| Problem statement |
Return every line of the records that includes the string "bundle".

| Stored data entries |
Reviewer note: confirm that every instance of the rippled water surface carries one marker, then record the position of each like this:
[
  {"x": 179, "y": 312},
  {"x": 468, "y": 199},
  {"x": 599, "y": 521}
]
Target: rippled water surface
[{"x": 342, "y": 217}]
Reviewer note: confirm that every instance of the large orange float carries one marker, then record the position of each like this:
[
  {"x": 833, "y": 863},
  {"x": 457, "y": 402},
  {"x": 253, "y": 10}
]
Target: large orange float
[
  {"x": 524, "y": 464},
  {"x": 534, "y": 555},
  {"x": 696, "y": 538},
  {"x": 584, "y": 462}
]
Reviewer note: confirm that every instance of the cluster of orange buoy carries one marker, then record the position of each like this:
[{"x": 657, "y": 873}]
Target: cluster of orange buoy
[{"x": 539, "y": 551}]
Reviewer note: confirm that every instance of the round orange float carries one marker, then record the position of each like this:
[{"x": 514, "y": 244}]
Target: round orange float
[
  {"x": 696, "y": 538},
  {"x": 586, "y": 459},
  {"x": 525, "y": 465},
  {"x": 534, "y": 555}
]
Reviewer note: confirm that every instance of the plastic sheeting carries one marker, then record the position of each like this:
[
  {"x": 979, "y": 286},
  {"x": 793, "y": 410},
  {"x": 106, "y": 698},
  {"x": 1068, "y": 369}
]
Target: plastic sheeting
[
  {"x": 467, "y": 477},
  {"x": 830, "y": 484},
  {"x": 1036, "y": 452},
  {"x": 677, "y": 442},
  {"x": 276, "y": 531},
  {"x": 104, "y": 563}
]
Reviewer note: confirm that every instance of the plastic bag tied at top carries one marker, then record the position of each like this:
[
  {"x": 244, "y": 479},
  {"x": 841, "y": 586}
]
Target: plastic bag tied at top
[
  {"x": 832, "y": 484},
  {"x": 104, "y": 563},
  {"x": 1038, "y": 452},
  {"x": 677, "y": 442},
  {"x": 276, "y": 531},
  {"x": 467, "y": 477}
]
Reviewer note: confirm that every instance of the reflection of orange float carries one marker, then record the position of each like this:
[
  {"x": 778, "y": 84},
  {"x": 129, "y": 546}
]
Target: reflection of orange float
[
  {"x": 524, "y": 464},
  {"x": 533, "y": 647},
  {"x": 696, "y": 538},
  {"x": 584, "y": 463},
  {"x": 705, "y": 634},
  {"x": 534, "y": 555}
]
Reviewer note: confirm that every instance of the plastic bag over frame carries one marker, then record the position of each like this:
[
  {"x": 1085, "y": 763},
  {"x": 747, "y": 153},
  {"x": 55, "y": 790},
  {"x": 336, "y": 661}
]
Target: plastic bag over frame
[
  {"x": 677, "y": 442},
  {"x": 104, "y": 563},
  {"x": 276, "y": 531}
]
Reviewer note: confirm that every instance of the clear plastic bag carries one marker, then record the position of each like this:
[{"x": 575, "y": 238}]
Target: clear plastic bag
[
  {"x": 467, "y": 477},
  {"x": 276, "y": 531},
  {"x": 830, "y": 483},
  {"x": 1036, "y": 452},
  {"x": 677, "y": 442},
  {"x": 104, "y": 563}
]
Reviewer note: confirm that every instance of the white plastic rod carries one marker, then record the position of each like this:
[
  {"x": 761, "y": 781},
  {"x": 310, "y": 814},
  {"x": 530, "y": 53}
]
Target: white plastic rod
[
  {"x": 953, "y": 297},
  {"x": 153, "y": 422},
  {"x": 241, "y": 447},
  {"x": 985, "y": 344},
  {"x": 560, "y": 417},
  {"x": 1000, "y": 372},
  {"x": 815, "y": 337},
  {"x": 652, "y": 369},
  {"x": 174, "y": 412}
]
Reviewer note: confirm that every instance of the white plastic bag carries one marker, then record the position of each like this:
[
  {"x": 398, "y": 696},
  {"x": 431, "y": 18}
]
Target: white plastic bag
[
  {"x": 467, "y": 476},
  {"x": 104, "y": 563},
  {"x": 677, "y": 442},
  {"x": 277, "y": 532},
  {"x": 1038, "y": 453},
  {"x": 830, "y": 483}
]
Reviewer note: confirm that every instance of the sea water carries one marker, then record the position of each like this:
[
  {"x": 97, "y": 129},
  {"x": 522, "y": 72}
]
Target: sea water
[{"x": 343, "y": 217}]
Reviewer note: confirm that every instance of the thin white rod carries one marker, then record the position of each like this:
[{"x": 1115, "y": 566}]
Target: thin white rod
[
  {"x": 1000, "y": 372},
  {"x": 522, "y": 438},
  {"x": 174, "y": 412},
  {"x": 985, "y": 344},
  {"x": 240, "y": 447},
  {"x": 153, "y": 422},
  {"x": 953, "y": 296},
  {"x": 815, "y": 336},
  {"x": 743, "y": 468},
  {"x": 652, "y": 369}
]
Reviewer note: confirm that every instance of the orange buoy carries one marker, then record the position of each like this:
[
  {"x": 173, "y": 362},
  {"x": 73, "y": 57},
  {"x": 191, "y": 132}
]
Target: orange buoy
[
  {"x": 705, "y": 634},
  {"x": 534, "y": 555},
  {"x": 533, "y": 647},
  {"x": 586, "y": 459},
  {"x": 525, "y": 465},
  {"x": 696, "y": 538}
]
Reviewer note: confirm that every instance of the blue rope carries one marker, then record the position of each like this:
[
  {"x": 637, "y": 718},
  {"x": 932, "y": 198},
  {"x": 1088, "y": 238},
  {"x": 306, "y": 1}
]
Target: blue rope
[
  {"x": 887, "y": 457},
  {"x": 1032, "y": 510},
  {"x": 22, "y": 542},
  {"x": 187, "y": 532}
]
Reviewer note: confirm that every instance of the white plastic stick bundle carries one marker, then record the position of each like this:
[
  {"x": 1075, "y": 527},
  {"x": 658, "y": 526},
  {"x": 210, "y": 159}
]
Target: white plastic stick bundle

| Exercise result |
Reviewer note: confirm that every instance of the white plastic stick bundle carries one marker, then record the position of each like this:
Target: white plastic stick bundle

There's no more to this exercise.